What you have to do :: Reproduce the closing part of the entries exactly: the line with "line in the photo above." and all lines after it, ending with the last line, and nothing else.

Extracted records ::
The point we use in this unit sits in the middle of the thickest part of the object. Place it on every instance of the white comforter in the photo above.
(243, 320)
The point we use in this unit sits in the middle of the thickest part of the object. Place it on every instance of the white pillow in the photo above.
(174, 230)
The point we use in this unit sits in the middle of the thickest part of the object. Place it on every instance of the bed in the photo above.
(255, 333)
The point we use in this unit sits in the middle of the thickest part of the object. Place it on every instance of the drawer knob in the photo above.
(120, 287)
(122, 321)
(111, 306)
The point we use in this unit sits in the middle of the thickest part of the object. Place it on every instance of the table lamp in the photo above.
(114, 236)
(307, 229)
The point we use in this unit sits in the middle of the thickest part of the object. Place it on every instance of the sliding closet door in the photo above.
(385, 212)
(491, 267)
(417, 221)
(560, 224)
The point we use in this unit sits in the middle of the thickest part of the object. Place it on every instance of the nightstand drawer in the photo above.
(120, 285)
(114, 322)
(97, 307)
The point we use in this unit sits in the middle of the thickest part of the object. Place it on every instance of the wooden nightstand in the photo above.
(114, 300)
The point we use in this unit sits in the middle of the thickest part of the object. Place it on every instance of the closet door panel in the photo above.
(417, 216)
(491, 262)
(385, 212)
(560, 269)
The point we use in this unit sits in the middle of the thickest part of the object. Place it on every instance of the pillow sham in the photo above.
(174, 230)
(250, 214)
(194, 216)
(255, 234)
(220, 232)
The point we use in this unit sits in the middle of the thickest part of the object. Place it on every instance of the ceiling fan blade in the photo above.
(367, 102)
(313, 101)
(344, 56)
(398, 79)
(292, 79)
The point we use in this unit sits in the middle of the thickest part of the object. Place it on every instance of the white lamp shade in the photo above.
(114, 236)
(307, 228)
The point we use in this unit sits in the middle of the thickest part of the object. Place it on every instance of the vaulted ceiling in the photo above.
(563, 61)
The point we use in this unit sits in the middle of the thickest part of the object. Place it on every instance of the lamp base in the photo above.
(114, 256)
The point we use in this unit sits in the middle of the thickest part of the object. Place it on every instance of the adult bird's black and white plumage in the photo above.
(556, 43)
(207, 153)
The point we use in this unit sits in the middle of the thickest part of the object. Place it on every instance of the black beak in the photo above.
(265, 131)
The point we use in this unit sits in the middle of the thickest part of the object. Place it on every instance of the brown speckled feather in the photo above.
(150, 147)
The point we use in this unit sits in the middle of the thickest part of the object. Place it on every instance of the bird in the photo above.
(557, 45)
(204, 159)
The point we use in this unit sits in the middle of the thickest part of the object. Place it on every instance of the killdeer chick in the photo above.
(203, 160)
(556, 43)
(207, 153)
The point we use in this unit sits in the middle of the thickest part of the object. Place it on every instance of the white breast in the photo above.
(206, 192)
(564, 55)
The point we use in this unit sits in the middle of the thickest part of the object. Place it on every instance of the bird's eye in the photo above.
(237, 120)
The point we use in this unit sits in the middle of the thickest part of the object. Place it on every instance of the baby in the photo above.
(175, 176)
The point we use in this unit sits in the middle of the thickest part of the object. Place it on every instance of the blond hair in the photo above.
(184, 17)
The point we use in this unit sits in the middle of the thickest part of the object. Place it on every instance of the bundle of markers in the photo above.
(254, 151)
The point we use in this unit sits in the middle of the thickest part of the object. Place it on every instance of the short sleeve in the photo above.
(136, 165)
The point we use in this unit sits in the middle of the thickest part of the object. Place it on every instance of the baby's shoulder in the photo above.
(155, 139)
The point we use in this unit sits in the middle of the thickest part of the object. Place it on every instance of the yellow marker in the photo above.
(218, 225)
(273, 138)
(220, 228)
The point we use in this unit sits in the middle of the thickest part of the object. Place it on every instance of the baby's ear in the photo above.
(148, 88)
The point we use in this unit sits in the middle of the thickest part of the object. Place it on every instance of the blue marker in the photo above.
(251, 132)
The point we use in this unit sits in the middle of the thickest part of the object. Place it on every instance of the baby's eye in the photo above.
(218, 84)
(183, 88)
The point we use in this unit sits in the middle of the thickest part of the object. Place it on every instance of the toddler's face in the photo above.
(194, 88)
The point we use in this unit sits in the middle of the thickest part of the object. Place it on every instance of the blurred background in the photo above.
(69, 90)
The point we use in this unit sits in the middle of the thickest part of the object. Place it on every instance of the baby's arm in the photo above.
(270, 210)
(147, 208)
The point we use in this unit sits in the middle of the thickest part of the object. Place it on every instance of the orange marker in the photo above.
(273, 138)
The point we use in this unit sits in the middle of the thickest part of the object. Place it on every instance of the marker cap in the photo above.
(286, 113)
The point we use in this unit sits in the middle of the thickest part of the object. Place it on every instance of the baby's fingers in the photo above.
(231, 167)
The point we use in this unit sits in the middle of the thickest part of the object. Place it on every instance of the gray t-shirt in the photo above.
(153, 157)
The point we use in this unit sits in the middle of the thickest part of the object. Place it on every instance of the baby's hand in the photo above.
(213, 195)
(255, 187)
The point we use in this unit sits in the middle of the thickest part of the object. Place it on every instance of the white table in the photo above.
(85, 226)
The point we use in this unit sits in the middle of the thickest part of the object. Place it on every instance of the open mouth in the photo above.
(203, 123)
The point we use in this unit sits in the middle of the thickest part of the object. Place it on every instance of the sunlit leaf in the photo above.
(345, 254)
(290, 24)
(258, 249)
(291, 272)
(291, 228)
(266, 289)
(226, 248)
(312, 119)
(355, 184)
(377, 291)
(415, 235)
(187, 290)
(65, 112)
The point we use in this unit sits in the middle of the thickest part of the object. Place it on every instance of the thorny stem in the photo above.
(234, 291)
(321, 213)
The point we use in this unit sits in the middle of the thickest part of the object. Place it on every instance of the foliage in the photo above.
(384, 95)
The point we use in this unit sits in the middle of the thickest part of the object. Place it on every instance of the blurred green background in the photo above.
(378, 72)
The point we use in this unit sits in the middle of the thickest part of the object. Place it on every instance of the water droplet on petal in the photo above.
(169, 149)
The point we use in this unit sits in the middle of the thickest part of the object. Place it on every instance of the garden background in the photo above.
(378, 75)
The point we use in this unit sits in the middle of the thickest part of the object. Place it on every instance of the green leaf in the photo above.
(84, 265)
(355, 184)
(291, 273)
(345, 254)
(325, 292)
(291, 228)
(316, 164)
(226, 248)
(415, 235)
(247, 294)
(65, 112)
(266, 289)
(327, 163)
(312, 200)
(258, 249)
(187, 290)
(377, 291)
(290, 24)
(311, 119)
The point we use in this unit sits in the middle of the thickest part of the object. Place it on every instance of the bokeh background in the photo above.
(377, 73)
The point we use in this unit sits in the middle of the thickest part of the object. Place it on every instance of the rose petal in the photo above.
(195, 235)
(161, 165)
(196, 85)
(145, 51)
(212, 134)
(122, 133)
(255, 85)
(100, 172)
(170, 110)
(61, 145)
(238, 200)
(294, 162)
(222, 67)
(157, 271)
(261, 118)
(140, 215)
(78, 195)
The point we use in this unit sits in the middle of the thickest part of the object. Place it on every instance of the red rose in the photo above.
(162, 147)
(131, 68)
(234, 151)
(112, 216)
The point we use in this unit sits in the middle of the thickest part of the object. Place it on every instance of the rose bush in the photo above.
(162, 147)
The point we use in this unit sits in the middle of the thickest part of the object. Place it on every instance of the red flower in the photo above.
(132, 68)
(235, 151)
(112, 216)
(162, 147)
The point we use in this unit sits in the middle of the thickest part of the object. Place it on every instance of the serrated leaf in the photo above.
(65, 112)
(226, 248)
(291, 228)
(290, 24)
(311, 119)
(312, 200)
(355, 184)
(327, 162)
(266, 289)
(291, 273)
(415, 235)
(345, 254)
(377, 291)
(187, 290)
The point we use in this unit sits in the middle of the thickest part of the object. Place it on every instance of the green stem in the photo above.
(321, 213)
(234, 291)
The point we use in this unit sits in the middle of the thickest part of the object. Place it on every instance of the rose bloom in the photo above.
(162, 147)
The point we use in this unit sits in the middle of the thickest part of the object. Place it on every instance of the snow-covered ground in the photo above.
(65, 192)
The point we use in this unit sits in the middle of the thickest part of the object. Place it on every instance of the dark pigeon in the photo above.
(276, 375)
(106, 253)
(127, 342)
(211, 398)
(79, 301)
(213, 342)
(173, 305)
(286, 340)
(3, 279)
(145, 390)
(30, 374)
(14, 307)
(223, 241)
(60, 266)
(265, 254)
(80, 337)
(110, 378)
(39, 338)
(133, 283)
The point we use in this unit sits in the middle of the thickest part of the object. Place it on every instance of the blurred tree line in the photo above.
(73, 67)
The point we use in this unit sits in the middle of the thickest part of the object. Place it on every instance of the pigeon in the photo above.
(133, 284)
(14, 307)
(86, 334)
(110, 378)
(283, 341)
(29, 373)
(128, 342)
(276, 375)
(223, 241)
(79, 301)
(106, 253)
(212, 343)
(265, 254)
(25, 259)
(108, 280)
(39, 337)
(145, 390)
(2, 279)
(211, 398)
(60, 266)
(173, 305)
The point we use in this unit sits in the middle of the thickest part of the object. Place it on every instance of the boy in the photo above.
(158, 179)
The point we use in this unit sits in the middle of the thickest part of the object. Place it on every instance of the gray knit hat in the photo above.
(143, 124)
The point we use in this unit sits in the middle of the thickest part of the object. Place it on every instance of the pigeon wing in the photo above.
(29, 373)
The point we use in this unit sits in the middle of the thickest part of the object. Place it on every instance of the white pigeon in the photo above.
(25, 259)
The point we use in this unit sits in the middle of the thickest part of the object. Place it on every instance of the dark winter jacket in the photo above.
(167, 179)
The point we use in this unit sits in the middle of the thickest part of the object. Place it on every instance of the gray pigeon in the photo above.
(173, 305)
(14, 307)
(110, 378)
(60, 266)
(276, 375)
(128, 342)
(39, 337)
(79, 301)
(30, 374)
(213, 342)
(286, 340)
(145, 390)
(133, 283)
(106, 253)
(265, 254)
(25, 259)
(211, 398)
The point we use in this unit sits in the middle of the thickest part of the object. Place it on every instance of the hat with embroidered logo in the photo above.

Exercise solution ::
The point we use in this unit sits in the middle of the thickest part of the object. Place it on every instance of the blurred tree line in the photo above.
(73, 67)
The point we use in this unit sits in the middle of the thickest part of the object. Place it on every instance of the pigeon in the photo above.
(133, 284)
(14, 307)
(86, 334)
(110, 378)
(283, 341)
(29, 373)
(128, 342)
(276, 375)
(223, 241)
(79, 301)
(106, 253)
(212, 343)
(265, 254)
(25, 259)
(108, 280)
(39, 337)
(145, 390)
(2, 279)
(211, 398)
(60, 266)
(173, 305)
The point we use in this unit sits in the middle of the thickest part of the object. Place it on every instance of the boy in the photo above.
(158, 179)
The point we use in this unit sits in the middle of the thickest part of the object. Place it on every instance of the gray knit hat in the photo above.
(143, 124)
The point we use in this unit sits in the middle of the thickest part of the object. Place it on every instance of the pigeon wing in the photo above.
(29, 373)
The point we use in this unit sits in the middle of the thickest part of the object. Place it on every instance of the white pigeon in the photo above.
(25, 259)
The point we use in this unit sits in the middle of the thickest part of the object. Place it on every instance of the dark winter jacket in the photo above.
(167, 179)
The point we use in this unit sits in the middle of the thickest part of the object. Place it on every instance of the gray pigeon in the photo above.
(173, 305)
(14, 307)
(110, 378)
(60, 266)
(276, 375)
(128, 342)
(39, 337)
(79, 301)
(30, 374)
(213, 342)
(286, 340)
(145, 390)
(133, 283)
(106, 253)
(265, 254)
(25, 259)
(211, 398)
The point we use in this unit sits in the middle of the thickest part of the object. Place it on every instance of the hat with embroidered logo in the photo above.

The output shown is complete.